Revise the lines from the one containing "If you could locate the branch" to the one containing "(469, 1000)", swapping "photo" for "image" and leaving everything else as it is. Omit the pictures from your answer.

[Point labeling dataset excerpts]
# # # # # # #

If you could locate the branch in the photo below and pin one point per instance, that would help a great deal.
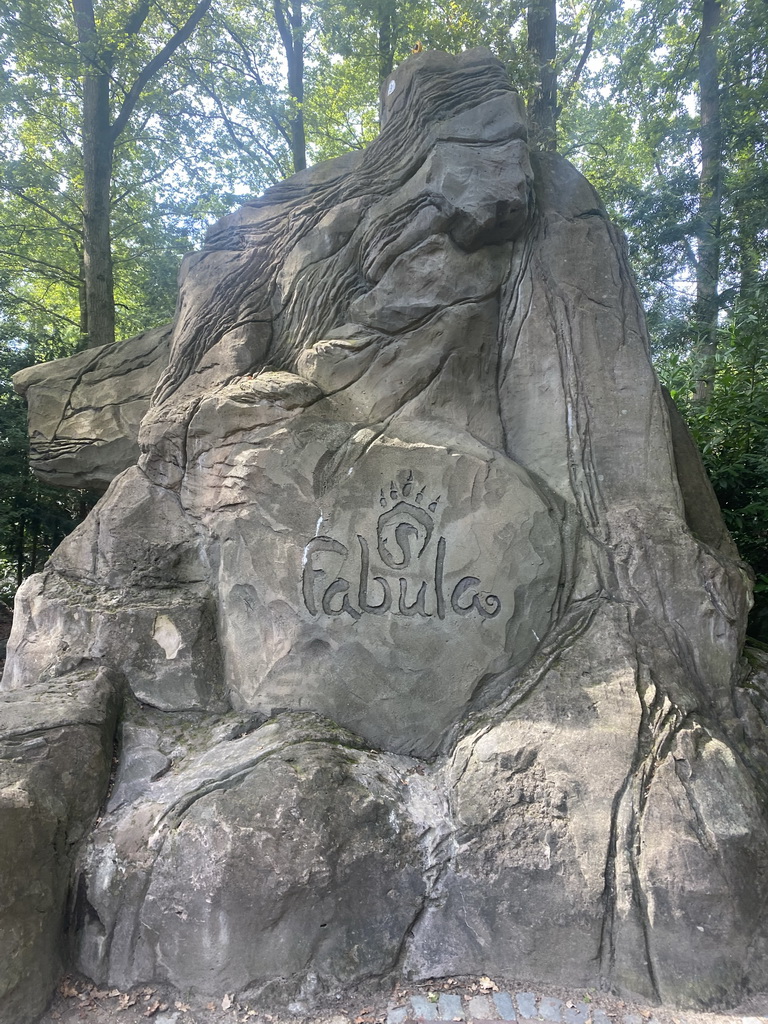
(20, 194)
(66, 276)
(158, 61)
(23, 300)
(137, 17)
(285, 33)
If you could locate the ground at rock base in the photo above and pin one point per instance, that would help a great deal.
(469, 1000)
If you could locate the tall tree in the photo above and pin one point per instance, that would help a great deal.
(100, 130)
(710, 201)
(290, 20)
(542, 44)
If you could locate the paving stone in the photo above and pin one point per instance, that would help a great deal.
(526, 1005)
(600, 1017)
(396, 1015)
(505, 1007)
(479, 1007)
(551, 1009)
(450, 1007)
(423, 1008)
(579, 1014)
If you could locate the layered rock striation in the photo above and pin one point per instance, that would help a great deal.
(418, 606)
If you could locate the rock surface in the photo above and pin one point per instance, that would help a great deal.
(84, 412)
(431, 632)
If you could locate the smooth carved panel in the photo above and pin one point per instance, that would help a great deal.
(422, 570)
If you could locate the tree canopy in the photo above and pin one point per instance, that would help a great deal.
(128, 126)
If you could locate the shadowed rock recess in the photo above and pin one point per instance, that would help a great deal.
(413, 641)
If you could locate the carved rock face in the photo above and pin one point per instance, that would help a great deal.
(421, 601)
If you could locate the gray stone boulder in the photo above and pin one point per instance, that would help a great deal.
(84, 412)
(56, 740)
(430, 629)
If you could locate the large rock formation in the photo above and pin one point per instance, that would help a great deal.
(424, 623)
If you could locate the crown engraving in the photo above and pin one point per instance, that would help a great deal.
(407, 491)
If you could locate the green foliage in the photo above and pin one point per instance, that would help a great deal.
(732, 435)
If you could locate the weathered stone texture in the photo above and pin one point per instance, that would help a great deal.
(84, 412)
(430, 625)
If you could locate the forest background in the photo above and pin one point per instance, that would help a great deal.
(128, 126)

# # # # # # #

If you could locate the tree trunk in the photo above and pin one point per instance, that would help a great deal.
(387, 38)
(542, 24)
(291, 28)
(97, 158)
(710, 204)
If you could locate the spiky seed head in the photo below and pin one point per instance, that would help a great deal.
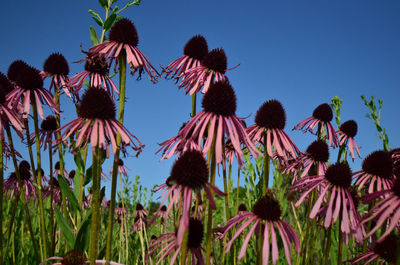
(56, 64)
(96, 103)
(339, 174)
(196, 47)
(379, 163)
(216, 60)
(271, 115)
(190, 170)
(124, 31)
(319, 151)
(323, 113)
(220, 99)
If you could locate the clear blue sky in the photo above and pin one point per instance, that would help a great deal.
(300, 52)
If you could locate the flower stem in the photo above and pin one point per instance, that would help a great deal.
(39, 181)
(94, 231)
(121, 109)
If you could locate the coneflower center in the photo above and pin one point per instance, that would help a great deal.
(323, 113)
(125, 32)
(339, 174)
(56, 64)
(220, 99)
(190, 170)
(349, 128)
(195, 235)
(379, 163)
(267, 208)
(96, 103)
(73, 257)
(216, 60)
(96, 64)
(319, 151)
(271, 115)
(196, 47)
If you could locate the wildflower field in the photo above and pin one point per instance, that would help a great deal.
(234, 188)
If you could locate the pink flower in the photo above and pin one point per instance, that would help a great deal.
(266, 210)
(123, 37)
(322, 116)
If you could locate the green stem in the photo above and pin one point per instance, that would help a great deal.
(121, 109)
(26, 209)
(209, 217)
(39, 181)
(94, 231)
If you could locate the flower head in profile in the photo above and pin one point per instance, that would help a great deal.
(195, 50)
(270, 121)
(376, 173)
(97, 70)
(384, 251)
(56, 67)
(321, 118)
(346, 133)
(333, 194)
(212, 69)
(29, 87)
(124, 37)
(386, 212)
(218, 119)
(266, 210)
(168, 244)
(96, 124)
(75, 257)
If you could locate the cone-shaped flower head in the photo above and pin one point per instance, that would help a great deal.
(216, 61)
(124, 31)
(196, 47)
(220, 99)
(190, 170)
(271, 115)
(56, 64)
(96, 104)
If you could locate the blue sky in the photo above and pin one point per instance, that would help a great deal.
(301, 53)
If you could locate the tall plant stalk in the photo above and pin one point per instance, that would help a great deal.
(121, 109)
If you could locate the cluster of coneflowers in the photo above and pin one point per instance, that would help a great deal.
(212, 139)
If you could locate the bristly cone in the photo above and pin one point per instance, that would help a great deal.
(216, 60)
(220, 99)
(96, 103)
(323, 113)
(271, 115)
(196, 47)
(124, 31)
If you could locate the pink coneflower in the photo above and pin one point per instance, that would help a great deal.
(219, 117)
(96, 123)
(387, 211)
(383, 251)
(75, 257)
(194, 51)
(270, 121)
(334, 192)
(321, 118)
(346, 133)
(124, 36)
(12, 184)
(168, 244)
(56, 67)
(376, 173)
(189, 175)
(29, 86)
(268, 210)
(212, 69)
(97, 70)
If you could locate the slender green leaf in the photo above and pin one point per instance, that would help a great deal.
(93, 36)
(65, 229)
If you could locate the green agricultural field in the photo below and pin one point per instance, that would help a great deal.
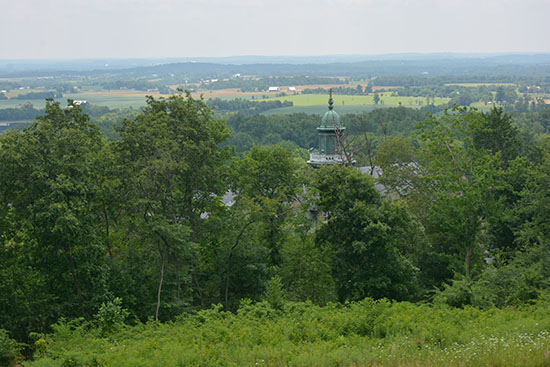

# # # # # # #

> Answer to the problem:
If you could locate the branch in the image below and pin one point per instance, that would help a great deal.
(20, 194)
(66, 276)
(158, 61)
(23, 300)
(137, 17)
(285, 33)
If you could locate the ground at rock base in the image above and pin one point per instance, that would help a great deal.
(469, 1000)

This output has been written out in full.